• [Task objective] Show each line of the listing below that contains the string "road", copied in full.

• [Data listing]
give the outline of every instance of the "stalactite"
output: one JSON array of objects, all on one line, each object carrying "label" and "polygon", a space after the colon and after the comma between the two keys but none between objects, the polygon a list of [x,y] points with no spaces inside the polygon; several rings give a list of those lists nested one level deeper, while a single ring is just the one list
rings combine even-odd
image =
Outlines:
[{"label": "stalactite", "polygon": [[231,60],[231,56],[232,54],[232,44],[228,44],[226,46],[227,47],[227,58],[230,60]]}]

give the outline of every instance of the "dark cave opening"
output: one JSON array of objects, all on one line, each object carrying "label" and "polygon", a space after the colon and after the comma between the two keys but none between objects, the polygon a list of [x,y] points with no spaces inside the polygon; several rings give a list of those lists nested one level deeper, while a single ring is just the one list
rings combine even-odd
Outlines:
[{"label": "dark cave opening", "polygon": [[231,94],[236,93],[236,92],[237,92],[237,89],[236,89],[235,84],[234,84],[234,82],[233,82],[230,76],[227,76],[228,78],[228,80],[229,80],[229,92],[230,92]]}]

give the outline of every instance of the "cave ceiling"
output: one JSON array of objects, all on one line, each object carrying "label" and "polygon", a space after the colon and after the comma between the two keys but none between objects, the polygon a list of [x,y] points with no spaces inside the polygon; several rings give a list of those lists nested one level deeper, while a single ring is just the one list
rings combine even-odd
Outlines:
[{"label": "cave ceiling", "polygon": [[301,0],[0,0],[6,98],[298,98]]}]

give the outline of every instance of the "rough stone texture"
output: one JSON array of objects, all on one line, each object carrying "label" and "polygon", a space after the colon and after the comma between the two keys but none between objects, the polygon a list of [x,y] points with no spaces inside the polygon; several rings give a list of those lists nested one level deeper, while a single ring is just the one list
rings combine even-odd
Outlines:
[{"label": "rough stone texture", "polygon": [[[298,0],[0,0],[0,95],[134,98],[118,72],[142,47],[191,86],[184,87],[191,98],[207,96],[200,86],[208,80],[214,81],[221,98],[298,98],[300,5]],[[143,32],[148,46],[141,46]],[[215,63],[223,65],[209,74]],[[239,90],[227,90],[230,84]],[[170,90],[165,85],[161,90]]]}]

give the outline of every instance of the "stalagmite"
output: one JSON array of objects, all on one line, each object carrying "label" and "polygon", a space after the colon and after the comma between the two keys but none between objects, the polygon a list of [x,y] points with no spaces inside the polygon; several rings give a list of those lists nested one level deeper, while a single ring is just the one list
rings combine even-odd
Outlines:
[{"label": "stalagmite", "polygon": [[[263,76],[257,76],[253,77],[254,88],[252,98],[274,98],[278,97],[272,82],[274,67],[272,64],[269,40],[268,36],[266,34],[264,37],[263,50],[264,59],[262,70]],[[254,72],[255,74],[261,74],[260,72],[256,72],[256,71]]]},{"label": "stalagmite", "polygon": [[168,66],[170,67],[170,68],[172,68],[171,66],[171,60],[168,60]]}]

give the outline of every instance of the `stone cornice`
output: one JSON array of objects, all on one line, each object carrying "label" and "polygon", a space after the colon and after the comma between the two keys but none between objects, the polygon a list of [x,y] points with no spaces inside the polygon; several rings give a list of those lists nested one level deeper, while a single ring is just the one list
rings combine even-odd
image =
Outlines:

==

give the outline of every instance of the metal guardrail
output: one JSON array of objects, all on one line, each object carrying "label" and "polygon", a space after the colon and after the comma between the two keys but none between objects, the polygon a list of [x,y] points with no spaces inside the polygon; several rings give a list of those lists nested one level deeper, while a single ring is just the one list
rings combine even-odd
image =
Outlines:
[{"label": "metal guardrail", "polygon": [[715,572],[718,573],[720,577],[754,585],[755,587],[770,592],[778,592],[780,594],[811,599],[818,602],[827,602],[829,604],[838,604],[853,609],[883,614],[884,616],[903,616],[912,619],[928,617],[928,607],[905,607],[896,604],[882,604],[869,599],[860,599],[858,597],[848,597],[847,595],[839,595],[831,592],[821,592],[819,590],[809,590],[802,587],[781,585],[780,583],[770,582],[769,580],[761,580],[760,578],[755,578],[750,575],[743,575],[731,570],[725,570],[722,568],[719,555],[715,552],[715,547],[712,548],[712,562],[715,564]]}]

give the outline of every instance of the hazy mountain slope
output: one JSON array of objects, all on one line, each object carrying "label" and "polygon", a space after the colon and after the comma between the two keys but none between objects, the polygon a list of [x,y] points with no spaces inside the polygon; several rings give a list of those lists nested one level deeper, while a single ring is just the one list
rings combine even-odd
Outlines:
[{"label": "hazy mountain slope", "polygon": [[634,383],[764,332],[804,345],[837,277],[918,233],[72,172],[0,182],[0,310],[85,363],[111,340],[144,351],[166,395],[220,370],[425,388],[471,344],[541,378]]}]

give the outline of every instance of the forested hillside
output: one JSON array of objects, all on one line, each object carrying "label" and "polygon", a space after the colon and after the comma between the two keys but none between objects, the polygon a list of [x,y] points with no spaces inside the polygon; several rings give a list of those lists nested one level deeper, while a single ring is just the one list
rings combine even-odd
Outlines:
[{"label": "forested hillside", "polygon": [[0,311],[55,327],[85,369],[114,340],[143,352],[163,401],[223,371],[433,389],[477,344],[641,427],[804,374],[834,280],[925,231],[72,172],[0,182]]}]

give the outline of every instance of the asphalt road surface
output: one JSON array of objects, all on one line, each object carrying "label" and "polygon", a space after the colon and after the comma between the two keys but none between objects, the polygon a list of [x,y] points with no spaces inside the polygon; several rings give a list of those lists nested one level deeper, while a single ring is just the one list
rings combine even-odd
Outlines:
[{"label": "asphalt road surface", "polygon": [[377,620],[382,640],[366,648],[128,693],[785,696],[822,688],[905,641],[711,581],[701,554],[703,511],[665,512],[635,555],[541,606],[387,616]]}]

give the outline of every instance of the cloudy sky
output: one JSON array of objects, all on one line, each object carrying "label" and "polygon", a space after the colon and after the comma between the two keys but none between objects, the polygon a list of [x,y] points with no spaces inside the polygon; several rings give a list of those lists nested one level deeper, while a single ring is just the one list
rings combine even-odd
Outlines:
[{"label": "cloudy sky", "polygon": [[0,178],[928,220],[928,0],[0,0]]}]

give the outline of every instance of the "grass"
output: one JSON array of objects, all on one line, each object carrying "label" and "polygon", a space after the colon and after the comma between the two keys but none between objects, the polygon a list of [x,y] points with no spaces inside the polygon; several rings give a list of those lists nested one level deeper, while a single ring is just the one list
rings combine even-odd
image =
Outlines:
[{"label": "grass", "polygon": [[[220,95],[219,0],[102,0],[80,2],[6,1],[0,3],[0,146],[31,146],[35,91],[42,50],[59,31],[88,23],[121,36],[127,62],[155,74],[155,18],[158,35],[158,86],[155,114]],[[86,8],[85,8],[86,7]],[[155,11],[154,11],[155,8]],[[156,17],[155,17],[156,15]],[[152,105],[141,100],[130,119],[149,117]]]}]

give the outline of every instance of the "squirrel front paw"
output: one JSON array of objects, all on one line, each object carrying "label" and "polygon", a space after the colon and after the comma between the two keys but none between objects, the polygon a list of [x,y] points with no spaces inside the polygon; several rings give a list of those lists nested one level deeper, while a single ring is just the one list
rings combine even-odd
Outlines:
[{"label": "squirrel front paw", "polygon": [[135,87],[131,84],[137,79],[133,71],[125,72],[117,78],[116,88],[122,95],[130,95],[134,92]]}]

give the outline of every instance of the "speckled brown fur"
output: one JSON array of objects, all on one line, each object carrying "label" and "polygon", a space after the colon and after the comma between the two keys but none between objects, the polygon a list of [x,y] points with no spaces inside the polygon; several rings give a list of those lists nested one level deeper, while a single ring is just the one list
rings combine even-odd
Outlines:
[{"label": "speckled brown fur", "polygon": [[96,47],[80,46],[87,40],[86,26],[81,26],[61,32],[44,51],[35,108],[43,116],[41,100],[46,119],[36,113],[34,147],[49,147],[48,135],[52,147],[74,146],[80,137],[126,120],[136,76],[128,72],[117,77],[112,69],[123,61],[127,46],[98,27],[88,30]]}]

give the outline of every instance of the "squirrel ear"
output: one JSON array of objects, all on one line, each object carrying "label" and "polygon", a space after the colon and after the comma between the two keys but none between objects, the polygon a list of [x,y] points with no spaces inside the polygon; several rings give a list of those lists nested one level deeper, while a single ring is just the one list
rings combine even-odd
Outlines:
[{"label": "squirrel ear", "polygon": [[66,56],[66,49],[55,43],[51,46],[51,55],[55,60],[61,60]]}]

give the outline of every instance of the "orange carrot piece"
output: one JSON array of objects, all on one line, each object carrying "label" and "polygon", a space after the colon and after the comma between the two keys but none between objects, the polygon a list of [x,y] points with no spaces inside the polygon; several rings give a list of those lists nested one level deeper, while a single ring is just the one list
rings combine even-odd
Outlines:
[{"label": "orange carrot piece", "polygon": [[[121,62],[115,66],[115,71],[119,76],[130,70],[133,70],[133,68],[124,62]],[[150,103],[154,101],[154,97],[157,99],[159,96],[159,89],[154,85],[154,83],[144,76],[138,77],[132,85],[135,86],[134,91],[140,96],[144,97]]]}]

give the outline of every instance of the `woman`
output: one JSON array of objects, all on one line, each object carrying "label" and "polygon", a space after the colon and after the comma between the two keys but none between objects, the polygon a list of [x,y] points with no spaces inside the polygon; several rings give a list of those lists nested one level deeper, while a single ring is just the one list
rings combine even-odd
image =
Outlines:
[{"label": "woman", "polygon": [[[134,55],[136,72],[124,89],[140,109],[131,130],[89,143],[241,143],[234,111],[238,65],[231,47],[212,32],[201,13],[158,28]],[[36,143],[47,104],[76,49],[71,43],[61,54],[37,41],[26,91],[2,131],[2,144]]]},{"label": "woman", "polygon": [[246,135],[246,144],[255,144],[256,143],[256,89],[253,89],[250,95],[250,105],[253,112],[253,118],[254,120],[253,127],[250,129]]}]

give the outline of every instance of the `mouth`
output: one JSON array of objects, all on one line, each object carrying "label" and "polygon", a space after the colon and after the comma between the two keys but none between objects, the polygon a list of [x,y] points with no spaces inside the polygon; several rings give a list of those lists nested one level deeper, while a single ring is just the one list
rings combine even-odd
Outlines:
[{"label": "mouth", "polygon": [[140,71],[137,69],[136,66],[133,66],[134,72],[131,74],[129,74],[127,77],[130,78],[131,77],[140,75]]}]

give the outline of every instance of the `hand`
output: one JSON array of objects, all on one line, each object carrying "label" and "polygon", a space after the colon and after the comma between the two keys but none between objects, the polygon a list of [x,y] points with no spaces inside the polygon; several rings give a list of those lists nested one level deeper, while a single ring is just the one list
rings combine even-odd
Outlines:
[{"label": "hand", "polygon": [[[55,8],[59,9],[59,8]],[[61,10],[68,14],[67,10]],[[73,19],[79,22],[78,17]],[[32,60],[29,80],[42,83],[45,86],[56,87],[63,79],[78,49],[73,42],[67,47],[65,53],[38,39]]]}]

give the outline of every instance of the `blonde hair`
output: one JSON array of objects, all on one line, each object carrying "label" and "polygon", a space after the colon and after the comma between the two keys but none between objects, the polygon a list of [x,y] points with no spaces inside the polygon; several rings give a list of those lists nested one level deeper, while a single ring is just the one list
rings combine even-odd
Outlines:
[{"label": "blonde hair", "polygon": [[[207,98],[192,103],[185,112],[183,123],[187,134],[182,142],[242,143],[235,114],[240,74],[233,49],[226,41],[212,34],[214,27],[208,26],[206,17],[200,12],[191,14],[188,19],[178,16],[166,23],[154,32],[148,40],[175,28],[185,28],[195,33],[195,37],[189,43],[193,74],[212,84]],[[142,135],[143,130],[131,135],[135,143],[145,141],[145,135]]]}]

• [Answer for this exercise]
give the outline of every instance of the asphalt road surface
[{"label": "asphalt road surface", "polygon": [[377,620],[382,640],[366,648],[128,693],[785,696],[822,688],[905,641],[711,581],[701,554],[703,511],[665,512],[635,555],[541,606],[387,616]]}]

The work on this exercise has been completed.